======== Data listing
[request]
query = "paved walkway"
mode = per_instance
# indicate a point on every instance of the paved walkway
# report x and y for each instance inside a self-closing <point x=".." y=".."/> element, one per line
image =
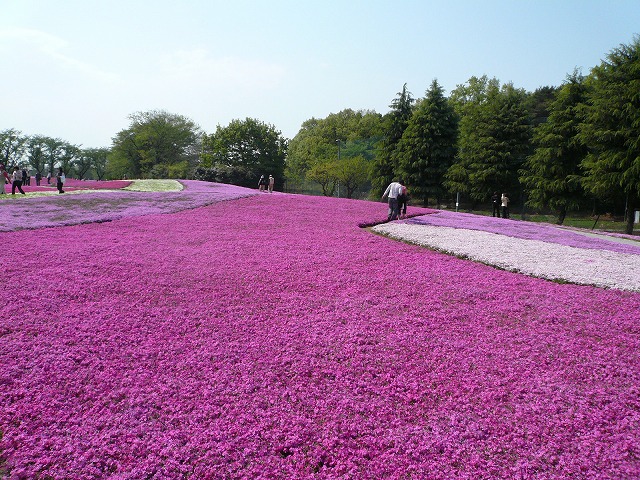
<point x="627" y="241"/>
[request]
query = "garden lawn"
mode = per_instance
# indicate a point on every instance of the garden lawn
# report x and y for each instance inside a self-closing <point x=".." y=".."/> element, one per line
<point x="270" y="337"/>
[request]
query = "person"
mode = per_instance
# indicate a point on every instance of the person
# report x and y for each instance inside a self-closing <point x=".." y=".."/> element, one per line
<point x="17" y="181"/>
<point x="60" y="180"/>
<point x="505" y="206"/>
<point x="495" y="202"/>
<point x="392" y="191"/>
<point x="4" y="179"/>
<point x="402" y="200"/>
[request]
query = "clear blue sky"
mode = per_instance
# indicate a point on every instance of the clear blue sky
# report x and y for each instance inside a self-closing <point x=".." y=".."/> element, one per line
<point x="76" y="69"/>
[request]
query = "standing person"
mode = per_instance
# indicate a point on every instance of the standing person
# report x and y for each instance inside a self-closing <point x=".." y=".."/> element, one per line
<point x="402" y="200"/>
<point x="495" y="202"/>
<point x="392" y="191"/>
<point x="505" y="206"/>
<point x="4" y="179"/>
<point x="60" y="180"/>
<point x="17" y="181"/>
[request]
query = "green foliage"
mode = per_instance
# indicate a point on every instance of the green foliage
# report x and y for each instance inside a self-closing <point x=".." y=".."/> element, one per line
<point x="324" y="175"/>
<point x="12" y="147"/>
<point x="610" y="128"/>
<point x="428" y="145"/>
<point x="385" y="167"/>
<point x="494" y="139"/>
<point x="36" y="146"/>
<point x="244" y="150"/>
<point x="153" y="143"/>
<point x="346" y="134"/>
<point x="551" y="175"/>
<point x="352" y="173"/>
<point x="93" y="161"/>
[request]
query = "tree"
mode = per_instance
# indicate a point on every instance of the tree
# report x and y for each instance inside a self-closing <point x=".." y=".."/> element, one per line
<point x="428" y="145"/>
<point x="12" y="145"/>
<point x="53" y="150"/>
<point x="495" y="134"/>
<point x="35" y="151"/>
<point x="91" y="159"/>
<point x="394" y="124"/>
<point x="610" y="128"/>
<point x="551" y="176"/>
<point x="248" y="146"/>
<point x="324" y="174"/>
<point x="69" y="155"/>
<point x="98" y="159"/>
<point x="345" y="134"/>
<point x="352" y="173"/>
<point x="156" y="144"/>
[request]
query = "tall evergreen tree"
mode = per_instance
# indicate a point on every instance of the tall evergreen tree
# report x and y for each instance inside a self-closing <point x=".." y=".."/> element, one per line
<point x="551" y="176"/>
<point x="495" y="137"/>
<point x="427" y="147"/>
<point x="611" y="128"/>
<point x="395" y="122"/>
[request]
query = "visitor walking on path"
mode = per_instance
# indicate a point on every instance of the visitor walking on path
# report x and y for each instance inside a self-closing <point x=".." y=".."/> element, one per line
<point x="505" y="206"/>
<point x="402" y="200"/>
<point x="17" y="181"/>
<point x="495" y="202"/>
<point x="60" y="180"/>
<point x="393" y="190"/>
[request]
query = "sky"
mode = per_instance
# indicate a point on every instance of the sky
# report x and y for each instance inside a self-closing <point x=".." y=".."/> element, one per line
<point x="77" y="69"/>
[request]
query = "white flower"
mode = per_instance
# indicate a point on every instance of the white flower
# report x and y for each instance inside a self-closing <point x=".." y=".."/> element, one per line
<point x="531" y="257"/>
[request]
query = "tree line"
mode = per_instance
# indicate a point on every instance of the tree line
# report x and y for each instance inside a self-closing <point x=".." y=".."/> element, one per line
<point x="563" y="148"/>
<point x="572" y="147"/>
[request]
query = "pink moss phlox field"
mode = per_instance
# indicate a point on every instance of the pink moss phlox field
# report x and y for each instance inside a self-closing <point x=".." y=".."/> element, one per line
<point x="103" y="206"/>
<point x="270" y="337"/>
<point x="526" y="230"/>
<point x="72" y="184"/>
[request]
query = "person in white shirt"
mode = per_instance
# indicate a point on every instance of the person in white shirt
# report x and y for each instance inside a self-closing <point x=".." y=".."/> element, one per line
<point x="393" y="191"/>
<point x="505" y="206"/>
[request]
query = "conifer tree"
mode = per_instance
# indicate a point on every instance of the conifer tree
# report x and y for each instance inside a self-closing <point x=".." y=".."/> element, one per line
<point x="611" y="129"/>
<point x="427" y="147"/>
<point x="395" y="122"/>
<point x="551" y="176"/>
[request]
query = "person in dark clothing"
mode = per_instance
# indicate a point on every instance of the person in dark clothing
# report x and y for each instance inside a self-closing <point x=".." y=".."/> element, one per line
<point x="495" y="203"/>
<point x="17" y="181"/>
<point x="60" y="180"/>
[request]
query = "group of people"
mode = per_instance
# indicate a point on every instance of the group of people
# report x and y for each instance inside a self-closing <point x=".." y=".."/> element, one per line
<point x="500" y="204"/>
<point x="396" y="192"/>
<point x="398" y="196"/>
<point x="266" y="183"/>
<point x="20" y="177"/>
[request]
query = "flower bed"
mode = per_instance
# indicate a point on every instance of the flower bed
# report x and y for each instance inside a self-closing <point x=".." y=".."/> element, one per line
<point x="533" y="249"/>
<point x="105" y="206"/>
<point x="71" y="184"/>
<point x="270" y="337"/>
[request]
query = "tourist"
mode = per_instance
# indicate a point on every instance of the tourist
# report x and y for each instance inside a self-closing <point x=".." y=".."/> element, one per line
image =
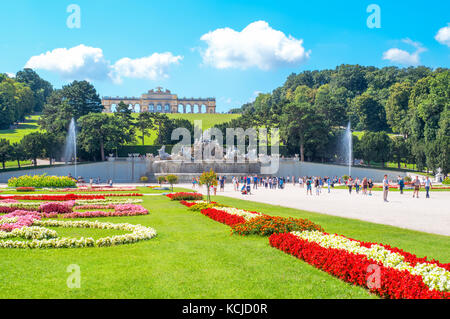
<point x="370" y="185"/>
<point x="308" y="186"/>
<point x="329" y="185"/>
<point x="428" y="186"/>
<point x="401" y="184"/>
<point x="365" y="183"/>
<point x="385" y="188"/>
<point x="350" y="184"/>
<point x="416" y="184"/>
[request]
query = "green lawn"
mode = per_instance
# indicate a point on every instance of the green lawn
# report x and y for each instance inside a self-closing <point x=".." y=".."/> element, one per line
<point x="196" y="257"/>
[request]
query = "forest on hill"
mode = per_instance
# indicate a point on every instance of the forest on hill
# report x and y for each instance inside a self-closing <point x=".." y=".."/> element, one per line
<point x="312" y="107"/>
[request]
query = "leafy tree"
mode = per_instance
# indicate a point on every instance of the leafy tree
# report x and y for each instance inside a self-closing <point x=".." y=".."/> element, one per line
<point x="33" y="144"/>
<point x="145" y="124"/>
<point x="18" y="153"/>
<point x="5" y="151"/>
<point x="397" y="107"/>
<point x="208" y="179"/>
<point x="376" y="147"/>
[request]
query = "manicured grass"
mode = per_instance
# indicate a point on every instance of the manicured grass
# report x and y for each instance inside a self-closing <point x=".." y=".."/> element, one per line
<point x="196" y="257"/>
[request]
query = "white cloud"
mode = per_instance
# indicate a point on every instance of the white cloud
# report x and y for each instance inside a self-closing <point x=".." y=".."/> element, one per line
<point x="80" y="62"/>
<point x="443" y="35"/>
<point x="399" y="56"/>
<point x="84" y="62"/>
<point x="257" y="45"/>
<point x="152" y="67"/>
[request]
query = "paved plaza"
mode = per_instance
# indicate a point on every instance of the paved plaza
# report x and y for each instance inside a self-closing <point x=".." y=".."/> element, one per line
<point x="422" y="214"/>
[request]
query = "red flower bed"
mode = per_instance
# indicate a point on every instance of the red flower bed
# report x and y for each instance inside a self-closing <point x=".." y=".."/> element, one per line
<point x="25" y="189"/>
<point x="185" y="196"/>
<point x="266" y="225"/>
<point x="353" y="268"/>
<point x="223" y="217"/>
<point x="187" y="204"/>
<point x="56" y="198"/>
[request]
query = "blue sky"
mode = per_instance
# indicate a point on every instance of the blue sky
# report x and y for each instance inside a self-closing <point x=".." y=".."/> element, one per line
<point x="199" y="48"/>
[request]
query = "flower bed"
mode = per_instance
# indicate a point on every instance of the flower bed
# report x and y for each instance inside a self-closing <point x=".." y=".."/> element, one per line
<point x="25" y="189"/>
<point x="138" y="233"/>
<point x="185" y="196"/>
<point x="351" y="261"/>
<point x="223" y="217"/>
<point x="265" y="225"/>
<point x="56" y="198"/>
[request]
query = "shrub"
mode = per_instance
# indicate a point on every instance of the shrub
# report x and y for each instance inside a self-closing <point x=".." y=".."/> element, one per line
<point x="41" y="181"/>
<point x="265" y="225"/>
<point x="185" y="196"/>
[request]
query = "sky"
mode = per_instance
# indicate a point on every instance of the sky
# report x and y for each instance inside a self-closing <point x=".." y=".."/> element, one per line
<point x="231" y="50"/>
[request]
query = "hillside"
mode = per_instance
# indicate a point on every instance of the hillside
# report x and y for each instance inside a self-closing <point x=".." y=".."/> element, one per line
================
> _What the exercise asks_:
State how many lines of the items above contain the word "garden". Give only the number.

> _Result_:
2